Trzeba zakończyć tę hucpę!

1 tydzień temu
Coraz częściej słychać, iż jednym ze scenariuszy władzy na obejście wyników głosowania jest forsowany przez Romana Giertycha pomysł ponownego przeliczenia wszystkich głosów. Czy są podstawy prawno-formalne, żeby to zrobić?
– Absolutnie nie, a znam się na prawie wyborczym, ponieważ byłem członkiem Państwowej Komisji Wyborczej przez całą zeszłą kadencję. Przeprowadziłem wraz z innymi członkami PKW jedne z najtrudniejszych wyborów – wybory prezydenckie w covidzie, wybory samorządowe, parlamentarne i referendum. Nie ma w całym Kodeksie wyborczym, który został uchwalony przez Sejm, Senat i podpisany przez głowę państwa, rozwiązania mówiącego „przeliczmy wszystkie głosy”. Natomiast Sąd Najwyższy ma prawo, w ramach oględzin w pojedynczych obwodowych komisjach wyborczych, przebadać, czy prawidłowo zapisano w protokole liczbę kart wyborczych i głosy na kandydatów. Chodzi jednak nie o wyrywkowe badanie wybranych komisji i sprawdzanie poprawności ich protokołów, ale kontrole w komisjach, względem których został złożony uzasadniony protest wyborczy. Procedura protestowa wynika nie tylko z ustawy, ale także z Konstytucji. Jest prawem obywatela. Ale podkreślam, chodzi o wyborcę, który głosował w danej komisji. Dziś Roman Giertych twierdzi, iż wybory zostały sfałszowane, i do swojej spiskowej teorii przekonuje innych.
——
*ZADANIE*
Przepisz dokładnie fragment tekstu o ponownym przeliczaniu głosów: zacznij od słów „Trzeba zakończyć tę”, a skończ po słowach „żeby to zrobić?”.

*PODANE DANE*
——
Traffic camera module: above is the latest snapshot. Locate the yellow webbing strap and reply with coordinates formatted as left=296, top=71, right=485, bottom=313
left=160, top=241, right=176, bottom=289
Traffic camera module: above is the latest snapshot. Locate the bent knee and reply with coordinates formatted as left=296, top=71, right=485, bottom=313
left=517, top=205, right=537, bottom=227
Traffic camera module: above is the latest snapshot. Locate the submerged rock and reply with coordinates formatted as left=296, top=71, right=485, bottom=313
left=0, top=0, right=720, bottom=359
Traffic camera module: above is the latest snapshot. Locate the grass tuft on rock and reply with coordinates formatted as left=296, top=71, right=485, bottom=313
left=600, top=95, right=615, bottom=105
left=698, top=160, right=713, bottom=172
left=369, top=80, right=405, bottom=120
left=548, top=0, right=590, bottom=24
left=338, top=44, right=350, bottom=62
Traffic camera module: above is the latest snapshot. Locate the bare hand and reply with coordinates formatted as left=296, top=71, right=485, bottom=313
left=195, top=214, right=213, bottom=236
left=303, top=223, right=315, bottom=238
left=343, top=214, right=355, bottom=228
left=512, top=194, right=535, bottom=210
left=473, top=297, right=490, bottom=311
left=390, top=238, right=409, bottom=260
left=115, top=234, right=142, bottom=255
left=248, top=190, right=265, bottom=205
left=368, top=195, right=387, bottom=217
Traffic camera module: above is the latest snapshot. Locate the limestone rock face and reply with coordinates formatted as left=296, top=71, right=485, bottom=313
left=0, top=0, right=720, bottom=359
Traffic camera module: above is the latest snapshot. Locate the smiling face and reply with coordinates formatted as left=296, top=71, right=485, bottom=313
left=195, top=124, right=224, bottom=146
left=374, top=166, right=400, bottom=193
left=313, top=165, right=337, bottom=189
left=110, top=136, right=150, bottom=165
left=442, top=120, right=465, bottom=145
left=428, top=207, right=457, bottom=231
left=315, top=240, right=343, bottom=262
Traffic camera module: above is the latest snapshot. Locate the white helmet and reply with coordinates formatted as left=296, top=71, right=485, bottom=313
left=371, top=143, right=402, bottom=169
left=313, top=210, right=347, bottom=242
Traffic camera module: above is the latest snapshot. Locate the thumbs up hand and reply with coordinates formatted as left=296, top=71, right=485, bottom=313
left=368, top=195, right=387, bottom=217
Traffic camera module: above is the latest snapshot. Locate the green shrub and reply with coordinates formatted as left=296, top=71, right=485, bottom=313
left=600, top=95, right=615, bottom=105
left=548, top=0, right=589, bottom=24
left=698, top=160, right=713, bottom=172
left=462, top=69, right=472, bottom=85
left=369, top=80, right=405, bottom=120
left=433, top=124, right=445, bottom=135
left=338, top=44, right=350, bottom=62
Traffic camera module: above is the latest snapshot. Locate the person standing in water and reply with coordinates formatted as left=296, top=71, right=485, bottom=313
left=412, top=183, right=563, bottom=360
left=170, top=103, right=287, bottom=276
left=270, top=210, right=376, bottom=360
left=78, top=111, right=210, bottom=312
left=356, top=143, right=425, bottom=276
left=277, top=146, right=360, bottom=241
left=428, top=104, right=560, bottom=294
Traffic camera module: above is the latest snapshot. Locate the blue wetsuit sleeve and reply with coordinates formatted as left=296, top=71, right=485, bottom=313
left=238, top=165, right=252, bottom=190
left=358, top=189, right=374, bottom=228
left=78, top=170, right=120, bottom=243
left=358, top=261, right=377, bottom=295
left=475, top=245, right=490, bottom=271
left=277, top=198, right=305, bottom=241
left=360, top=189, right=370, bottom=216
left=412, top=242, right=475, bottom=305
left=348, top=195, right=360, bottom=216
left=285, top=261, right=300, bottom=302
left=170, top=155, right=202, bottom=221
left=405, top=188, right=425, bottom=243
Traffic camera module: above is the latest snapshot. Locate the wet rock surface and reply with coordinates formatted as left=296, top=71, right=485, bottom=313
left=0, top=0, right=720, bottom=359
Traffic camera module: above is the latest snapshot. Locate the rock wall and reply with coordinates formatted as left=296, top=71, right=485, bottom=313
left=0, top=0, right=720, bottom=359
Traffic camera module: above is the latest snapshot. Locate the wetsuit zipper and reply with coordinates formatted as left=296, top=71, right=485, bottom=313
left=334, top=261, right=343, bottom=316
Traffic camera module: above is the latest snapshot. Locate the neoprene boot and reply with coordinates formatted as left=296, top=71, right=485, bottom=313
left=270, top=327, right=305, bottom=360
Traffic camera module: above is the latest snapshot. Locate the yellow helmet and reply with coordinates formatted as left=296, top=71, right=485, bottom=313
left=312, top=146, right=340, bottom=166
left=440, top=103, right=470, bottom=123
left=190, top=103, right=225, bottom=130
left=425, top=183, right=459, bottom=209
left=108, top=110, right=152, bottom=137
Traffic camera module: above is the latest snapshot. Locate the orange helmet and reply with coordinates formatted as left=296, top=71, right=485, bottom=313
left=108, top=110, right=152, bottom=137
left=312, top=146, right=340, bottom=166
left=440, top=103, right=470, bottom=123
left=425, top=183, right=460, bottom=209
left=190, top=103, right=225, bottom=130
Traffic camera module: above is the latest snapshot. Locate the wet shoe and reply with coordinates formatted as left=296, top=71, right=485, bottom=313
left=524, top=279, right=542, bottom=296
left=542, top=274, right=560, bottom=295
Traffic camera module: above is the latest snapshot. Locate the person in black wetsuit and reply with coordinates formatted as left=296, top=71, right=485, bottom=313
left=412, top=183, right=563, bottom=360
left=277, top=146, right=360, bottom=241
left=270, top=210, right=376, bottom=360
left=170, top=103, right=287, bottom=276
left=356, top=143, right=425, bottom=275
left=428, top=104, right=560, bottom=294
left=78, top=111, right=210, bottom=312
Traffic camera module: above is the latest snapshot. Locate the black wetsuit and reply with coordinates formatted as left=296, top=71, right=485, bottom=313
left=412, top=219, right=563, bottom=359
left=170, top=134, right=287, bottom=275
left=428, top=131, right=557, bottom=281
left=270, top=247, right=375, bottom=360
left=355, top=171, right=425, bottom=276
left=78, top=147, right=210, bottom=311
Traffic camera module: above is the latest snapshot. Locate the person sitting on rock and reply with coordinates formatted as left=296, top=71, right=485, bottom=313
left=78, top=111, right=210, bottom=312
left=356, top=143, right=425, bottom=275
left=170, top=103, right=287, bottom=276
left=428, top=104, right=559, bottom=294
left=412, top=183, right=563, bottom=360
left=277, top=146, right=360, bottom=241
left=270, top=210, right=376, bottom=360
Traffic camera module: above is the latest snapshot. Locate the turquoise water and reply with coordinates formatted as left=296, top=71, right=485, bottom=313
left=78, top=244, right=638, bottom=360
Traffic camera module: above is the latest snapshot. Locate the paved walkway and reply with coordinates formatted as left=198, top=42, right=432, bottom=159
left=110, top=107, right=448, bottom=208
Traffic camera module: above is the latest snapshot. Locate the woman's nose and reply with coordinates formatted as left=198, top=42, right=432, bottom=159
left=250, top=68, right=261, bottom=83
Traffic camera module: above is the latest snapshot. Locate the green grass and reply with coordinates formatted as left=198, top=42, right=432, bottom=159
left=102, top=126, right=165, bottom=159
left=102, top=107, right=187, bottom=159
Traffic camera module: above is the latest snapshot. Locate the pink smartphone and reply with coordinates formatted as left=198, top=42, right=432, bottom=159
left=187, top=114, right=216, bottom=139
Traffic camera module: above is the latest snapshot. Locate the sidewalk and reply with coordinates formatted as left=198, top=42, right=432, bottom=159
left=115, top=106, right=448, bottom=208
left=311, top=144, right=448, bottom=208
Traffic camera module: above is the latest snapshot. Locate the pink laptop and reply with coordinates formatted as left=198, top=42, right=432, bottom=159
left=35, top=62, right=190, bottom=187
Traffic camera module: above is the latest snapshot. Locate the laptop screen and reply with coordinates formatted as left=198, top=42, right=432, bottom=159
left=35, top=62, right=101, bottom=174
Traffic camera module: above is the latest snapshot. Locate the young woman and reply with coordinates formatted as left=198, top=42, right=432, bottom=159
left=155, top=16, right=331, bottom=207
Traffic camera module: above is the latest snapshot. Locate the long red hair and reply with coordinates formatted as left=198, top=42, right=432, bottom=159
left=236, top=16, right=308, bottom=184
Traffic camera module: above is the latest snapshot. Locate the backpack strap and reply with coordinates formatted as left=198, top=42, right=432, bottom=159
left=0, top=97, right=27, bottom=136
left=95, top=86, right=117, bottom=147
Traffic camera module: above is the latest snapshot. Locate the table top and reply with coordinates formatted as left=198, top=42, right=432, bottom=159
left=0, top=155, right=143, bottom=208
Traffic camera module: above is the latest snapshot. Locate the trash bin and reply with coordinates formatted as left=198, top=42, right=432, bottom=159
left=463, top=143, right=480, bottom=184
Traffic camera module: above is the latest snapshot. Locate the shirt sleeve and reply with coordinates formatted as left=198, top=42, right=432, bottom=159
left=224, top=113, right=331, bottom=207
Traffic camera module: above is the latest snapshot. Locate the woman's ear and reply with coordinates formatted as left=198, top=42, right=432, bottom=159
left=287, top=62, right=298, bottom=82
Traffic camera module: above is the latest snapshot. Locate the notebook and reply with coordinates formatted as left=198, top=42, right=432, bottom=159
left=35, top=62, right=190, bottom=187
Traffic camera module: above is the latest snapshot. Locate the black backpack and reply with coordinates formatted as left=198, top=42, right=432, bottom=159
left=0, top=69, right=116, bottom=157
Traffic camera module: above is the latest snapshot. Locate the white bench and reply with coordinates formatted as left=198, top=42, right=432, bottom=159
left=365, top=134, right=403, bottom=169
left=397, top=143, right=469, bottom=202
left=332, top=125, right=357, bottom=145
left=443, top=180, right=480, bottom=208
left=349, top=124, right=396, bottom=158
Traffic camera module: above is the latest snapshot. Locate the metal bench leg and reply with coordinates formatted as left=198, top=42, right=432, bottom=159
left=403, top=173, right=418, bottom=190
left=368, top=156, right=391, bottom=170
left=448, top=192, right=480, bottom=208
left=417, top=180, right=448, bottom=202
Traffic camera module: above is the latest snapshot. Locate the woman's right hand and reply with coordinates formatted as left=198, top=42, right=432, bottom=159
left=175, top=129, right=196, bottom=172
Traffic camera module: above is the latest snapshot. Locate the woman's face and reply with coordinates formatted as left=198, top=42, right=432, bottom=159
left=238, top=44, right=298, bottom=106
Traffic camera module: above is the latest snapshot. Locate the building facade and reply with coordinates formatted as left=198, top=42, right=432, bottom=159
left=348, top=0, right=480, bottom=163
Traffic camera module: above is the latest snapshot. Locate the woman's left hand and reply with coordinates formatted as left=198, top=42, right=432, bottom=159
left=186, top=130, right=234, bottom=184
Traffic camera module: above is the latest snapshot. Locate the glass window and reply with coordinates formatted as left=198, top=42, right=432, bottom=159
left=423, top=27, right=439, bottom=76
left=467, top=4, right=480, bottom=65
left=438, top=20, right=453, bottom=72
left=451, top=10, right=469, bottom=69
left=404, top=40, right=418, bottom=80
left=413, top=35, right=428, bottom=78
——
*ROZWIĄZANIE ZADANIA*
Trzeba zakończyć tę hucpę!

1 tydzień temu
Coraz częściej słychać, iż jednym ze scenariuszy władzy na obejście wyników głosowania jest forsowany przez Romana Giertycha pomysł ponownego przeliczenia wszystkich głosów. Czy są podstawy prawno-formalne, żeby to zrobić?